Predicting System-Scale Impacts of Oyster Clearance on Phytoplankton Productivity in a Small Subtropical Estuary

Oyster populations in south Florida estuaries have declined in part through altered salinity driven by anthropogenic changes in freshwater inputs. In particular, the St. Lucie Estuary (SLE) in southeastern Florida has suffered widespread loss of oyster habitat. With efforts underway to improve water quality and oyster habitat in the SLE, the goal of this study was to develop a model to assess ecosystem level impacts of oyster restoration. Phytoplankton and oyster biomass modeling targets were established from observational data collected from 2005 to 2009. Modeled oyster biomass production and filtration fluctuated with temperature, salinity, and total suspended solids from a combination of observational and predicted input functions in 10-year simulations (1998–2007). Model estimates of oyster biomass fluctuated with salinity from near zero after extreme freshwater discharge in 2002–2003 and 2004–2005 to maximum values near 150.0 and 200.0 g?C?m^?2 in spring 1999 and fall 2006. There was potential for algal blooms as turnover time for the phytoplankton standing stock (15.6 days) was faster than water mass turnover (21.0 days). While >1,000 days were required for 50 ha of oyster habitat to filter the entire volume of the estuarine segment, filter time reduced to <20 days with an estimated fivefold increase in net consumption of phytoplankton if the oyster habitat was increased to 300 ha. Re-establishment of biologically desirable salinity envelopes would stabilize oyster survival allowing the possibility for successful habitat restoration to benefit water quality and faunal attributes of the St. Lucie Estuary.

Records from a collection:
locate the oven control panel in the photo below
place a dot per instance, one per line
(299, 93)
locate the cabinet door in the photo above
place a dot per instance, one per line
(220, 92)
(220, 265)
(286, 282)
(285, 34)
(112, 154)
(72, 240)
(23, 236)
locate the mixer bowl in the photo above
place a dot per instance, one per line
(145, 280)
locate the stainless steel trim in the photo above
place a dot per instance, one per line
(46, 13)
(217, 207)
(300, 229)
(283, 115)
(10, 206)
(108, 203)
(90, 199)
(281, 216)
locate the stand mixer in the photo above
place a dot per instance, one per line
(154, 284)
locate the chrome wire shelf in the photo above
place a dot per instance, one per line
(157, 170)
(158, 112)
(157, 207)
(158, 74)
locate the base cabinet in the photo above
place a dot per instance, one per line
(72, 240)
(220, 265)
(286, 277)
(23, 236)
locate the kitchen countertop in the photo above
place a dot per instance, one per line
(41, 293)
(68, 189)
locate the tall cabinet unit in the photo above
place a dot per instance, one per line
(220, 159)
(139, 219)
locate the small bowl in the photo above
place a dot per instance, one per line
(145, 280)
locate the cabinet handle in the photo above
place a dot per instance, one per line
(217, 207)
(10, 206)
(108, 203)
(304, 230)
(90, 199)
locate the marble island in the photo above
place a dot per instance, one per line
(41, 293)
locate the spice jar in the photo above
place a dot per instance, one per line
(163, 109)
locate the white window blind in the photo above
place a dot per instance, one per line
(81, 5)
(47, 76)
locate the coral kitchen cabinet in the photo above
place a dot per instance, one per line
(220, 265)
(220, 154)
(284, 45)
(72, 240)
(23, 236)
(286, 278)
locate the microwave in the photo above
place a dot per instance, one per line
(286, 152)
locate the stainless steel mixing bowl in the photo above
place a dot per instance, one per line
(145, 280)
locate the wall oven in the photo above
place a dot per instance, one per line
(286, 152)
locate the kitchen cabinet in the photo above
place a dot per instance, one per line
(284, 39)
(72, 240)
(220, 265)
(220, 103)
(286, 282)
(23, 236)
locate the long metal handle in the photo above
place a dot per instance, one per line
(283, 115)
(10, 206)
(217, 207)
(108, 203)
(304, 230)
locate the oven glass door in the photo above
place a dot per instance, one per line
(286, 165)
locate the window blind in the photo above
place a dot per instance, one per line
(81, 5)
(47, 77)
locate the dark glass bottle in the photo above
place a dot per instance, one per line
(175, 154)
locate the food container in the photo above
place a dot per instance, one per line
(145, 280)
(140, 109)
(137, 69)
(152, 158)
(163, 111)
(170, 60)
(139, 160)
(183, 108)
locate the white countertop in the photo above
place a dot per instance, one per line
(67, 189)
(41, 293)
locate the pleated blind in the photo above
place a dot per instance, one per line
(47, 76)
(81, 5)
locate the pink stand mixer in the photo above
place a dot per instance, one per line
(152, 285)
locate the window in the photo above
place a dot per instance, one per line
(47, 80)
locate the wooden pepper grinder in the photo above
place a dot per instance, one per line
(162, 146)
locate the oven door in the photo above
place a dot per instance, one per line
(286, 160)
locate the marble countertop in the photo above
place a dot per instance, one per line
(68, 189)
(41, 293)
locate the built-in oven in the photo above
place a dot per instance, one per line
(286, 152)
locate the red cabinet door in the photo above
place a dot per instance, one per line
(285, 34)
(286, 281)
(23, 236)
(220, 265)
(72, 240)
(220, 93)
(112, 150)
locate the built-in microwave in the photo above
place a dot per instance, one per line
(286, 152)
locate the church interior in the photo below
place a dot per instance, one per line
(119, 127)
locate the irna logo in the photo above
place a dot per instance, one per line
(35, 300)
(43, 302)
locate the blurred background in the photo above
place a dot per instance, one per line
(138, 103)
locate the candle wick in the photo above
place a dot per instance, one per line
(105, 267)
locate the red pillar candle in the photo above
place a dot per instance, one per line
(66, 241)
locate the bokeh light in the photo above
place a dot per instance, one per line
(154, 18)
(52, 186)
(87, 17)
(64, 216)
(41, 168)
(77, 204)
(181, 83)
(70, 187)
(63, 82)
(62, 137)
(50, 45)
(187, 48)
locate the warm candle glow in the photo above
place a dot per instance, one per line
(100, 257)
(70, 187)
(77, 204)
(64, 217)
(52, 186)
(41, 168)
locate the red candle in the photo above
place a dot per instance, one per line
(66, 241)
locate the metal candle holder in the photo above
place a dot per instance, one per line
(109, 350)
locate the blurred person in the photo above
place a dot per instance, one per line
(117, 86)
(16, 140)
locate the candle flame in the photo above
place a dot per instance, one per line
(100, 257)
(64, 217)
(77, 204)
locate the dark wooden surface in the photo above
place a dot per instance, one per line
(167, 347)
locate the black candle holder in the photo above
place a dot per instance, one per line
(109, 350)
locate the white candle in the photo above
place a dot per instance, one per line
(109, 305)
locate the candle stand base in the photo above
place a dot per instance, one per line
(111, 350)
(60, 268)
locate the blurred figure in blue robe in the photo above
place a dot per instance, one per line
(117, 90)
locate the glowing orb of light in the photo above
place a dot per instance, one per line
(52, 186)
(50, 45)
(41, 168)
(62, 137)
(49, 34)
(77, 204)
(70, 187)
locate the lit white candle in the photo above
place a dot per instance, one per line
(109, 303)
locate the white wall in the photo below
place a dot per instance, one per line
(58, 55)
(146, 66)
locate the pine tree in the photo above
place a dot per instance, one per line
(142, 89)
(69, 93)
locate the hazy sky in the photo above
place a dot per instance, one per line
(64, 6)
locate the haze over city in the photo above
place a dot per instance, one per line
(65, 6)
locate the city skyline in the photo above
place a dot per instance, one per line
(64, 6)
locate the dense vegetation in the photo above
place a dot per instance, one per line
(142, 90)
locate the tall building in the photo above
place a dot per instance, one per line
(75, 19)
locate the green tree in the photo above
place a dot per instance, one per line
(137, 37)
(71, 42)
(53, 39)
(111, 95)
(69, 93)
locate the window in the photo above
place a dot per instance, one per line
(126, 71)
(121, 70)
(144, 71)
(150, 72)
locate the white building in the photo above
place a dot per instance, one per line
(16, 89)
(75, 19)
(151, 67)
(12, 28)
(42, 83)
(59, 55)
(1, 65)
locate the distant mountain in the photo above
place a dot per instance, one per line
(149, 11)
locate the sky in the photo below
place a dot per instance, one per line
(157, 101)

PROMPT:
Please state the turnover time for the phytoplankton standing stock given in the oyster clearance text. These lines are separate material from the text.

EXERCISE SOLUTION:
15.6 days.